* TEXT SHOWN:
With 3,000 gophers consumed by barn owls every year, SGAR can builds up in their bodies and eventually kill them and their young. In one study, California’s Department of Pesticide Regulation found that 73% of animals had residues of at least one SGAR. The study looked at incident and mortality data from 1995 to 2011, totaling to 492 animals. Bobcats, mountain lions, coyotes, foxes, skunks, hawks, crows, and owls all tested positive for SGARs, reflecting the transfer of these rodenticides up through the food chain, from rodent to animals that consume rodents and so on .
Two of the most common SGARs are brodifacoum and broamadiolone. In the study of nearly 500 animals, 69% of the animals had brodifacoum in their body, contributing to 13% of animal mortalities. 37% of animals had traces of bromadiolone, and it was a factor in 3% of animal mortalities .
We don’t have to have these mortalities; there are alternatives to these toxic rodenticides. By encouraging raptor habitat and refraining from using toxic rodenticides, we can both naturally control rodent populations as well as see raptor populations thrive.

Data items:
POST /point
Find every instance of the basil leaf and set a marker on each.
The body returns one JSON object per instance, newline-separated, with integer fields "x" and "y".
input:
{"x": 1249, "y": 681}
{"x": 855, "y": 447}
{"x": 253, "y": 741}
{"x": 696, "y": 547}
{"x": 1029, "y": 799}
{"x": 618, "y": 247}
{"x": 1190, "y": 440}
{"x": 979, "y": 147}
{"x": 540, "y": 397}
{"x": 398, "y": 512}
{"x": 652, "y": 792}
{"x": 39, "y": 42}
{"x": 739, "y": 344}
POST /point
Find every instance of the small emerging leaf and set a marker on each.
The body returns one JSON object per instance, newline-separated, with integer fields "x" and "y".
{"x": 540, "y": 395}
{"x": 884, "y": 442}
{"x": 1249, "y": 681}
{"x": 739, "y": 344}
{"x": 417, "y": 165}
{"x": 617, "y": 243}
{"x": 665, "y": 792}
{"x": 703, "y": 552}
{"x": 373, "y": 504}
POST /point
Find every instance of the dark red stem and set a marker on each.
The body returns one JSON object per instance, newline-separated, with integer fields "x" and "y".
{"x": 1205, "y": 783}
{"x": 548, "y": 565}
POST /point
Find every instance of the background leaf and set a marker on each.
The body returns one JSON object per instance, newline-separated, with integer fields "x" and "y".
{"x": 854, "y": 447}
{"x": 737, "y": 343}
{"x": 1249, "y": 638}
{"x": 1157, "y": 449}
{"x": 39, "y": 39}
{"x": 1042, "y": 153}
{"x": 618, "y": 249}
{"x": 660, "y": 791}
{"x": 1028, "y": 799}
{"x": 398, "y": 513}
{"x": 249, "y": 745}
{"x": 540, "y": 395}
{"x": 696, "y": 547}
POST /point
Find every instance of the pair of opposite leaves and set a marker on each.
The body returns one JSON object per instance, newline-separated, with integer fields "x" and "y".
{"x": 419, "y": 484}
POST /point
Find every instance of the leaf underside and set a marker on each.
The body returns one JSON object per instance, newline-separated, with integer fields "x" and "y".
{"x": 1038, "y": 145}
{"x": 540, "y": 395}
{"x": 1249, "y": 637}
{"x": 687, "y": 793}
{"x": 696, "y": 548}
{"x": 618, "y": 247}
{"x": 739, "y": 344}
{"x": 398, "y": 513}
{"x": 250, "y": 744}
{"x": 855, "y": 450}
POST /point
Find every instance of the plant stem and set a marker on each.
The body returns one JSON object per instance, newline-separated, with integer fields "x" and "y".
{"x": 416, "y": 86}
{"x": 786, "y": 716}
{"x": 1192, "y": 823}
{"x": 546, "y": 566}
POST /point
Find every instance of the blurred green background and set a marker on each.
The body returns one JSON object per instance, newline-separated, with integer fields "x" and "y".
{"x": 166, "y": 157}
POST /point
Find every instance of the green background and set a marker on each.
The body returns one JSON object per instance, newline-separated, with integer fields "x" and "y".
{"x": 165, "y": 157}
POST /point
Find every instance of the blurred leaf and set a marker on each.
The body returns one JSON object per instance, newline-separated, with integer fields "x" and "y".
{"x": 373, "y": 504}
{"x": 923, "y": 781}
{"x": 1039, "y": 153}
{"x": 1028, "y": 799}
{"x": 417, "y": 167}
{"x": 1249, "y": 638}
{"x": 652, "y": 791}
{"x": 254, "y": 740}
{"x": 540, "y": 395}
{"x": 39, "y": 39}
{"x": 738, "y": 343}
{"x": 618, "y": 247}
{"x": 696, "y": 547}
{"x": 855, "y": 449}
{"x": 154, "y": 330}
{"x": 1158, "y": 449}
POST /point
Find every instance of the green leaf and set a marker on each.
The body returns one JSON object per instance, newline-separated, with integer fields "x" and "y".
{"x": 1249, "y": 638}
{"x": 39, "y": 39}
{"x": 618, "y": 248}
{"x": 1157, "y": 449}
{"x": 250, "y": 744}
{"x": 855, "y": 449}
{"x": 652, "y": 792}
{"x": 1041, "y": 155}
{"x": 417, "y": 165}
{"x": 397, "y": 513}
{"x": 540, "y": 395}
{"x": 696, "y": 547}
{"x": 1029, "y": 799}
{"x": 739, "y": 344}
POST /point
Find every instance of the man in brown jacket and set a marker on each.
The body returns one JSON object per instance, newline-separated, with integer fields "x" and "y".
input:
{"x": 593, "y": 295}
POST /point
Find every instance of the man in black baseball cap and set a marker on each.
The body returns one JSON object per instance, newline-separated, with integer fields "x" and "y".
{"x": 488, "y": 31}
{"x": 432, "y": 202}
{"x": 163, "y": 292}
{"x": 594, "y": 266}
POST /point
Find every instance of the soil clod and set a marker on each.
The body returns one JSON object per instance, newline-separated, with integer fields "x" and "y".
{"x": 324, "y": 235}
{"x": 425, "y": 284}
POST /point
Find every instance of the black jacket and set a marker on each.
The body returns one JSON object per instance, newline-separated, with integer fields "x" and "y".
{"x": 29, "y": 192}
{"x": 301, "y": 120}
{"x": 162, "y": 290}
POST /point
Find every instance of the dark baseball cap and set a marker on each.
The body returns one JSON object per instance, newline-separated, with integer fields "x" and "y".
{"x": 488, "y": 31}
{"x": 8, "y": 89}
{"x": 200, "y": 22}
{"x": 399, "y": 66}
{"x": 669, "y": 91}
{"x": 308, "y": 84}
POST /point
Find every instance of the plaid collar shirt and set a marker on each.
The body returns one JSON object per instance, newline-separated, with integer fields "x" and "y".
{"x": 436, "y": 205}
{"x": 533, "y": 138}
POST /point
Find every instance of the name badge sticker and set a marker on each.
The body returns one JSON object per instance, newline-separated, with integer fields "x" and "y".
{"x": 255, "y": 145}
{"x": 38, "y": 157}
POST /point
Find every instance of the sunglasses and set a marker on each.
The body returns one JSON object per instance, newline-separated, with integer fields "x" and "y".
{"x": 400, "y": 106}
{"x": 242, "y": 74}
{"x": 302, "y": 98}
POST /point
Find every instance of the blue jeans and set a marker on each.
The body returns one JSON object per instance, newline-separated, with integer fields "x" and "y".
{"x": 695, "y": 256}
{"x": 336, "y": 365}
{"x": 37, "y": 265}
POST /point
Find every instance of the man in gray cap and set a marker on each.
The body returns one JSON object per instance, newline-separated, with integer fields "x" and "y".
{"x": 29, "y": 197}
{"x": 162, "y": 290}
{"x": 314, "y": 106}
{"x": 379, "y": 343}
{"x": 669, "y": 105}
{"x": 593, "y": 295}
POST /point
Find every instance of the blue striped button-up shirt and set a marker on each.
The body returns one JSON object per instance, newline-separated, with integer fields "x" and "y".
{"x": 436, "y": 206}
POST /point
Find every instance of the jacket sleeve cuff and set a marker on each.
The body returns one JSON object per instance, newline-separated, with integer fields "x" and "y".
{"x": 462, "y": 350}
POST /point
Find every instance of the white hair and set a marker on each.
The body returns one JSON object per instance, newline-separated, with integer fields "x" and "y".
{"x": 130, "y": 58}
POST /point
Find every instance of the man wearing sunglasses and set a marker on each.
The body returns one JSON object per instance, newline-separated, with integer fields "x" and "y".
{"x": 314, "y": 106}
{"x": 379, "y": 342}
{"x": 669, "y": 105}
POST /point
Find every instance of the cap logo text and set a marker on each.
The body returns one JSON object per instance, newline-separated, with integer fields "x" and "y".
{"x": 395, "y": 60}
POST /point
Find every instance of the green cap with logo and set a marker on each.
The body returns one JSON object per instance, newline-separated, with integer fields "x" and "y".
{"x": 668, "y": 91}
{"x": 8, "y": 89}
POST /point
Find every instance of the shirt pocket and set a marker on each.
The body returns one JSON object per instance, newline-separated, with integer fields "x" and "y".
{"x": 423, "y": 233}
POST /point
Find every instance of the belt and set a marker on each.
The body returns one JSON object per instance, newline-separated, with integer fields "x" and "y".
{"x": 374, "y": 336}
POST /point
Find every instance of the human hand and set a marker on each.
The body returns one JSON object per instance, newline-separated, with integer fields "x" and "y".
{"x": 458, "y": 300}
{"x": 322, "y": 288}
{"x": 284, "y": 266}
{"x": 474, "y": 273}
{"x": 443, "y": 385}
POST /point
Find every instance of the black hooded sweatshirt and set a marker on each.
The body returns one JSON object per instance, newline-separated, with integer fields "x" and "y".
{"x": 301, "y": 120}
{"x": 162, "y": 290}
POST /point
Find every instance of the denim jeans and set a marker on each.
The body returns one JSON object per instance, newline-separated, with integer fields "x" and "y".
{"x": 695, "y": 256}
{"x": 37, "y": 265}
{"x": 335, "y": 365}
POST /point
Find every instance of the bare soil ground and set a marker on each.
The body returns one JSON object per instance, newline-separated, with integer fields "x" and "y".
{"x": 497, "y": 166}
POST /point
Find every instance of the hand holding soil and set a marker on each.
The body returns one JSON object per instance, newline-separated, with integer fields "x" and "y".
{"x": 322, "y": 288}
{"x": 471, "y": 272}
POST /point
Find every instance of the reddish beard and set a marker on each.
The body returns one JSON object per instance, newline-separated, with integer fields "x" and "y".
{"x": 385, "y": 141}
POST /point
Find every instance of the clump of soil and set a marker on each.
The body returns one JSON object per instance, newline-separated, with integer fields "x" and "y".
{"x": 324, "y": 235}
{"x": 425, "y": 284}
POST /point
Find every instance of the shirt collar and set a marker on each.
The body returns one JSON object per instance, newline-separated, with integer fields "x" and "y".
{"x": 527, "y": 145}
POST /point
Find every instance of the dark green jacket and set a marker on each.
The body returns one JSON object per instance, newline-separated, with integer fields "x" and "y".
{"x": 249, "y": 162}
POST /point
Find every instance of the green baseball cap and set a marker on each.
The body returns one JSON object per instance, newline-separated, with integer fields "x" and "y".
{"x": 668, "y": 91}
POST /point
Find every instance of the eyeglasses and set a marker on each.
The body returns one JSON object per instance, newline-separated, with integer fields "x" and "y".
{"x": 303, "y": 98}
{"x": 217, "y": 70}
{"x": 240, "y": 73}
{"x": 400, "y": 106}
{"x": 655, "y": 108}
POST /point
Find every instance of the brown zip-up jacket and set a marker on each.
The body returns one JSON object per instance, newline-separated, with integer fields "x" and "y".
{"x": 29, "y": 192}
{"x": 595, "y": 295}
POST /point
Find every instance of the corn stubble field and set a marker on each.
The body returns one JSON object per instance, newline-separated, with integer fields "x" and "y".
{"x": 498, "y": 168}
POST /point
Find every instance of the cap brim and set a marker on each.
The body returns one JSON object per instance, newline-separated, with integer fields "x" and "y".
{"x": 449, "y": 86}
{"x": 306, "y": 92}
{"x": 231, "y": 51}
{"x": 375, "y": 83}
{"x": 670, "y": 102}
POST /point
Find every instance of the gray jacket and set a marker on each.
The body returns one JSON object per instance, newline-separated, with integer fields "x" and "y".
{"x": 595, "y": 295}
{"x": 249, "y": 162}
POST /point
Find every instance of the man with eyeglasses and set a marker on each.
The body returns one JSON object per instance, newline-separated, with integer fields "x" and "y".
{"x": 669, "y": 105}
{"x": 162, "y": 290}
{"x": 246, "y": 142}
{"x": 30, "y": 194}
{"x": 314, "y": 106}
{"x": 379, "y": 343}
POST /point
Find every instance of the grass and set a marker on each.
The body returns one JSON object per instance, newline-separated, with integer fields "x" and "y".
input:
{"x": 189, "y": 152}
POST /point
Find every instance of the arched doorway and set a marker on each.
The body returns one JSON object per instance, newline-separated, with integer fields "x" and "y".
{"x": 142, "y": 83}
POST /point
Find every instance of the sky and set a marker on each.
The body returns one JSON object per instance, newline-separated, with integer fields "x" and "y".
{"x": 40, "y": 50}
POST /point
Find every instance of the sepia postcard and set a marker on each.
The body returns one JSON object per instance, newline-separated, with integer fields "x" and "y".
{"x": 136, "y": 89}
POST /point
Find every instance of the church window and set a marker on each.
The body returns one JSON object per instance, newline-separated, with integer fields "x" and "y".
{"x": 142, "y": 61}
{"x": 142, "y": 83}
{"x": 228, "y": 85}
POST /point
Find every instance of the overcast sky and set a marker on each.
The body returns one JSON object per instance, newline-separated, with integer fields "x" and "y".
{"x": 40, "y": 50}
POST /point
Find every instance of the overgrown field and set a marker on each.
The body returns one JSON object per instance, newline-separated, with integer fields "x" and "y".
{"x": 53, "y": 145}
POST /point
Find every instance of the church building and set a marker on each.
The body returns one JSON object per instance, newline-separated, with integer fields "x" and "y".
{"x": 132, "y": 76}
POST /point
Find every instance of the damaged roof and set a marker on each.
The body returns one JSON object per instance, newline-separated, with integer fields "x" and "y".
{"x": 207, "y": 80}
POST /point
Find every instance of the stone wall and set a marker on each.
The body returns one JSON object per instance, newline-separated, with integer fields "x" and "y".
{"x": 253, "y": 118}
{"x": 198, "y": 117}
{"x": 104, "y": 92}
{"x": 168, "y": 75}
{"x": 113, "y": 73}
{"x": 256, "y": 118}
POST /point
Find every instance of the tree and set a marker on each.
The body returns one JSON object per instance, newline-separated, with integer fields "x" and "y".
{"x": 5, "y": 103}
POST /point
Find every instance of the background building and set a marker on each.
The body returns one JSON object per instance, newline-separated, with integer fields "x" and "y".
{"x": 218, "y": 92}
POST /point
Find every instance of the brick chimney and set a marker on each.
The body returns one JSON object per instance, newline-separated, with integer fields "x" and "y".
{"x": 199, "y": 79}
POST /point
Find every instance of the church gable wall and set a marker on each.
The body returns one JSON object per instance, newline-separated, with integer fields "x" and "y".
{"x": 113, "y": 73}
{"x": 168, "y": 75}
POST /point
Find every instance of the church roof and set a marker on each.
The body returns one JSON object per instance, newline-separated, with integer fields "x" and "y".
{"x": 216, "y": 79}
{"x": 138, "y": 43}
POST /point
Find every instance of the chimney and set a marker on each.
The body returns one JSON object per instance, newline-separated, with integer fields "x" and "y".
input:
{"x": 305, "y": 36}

* EXERCISE: Please return, word for word, the part of the text on rodenticides that opens with the words containing "With 3,000 gophers" and closes with "animal mortalities .". These lines are separate material and are not part of the text.

* ANSWER SPACE:
With 3,000 gophers consumed by barn owls every year, SGAR can builds up in their bodies and eventually kill them and their young. In one study, California’s Department of Pesticide Regulation found that 73% of animals had residues of at least one SGAR. The study looked at incident and mortality data from 1995 to 2011, totaling to 492 animals. Bobcats, mountain lions, coyotes, foxes, skunks, hawks, crows, and owls all tested positive for SGARs, reflecting the transfer of these rodenticides up through the food chain, from rodent to animals that consume rodents and so on .
Two of the most common SGARs are brodifacoum and broamadiolone. In the study of nearly 500 animals, 69% of the animals had brodifacoum in their body, contributing to 13% of animal mortalities. 37% of animals had traces of bromadiolone, and it was a factor in 3% of animal mortalities .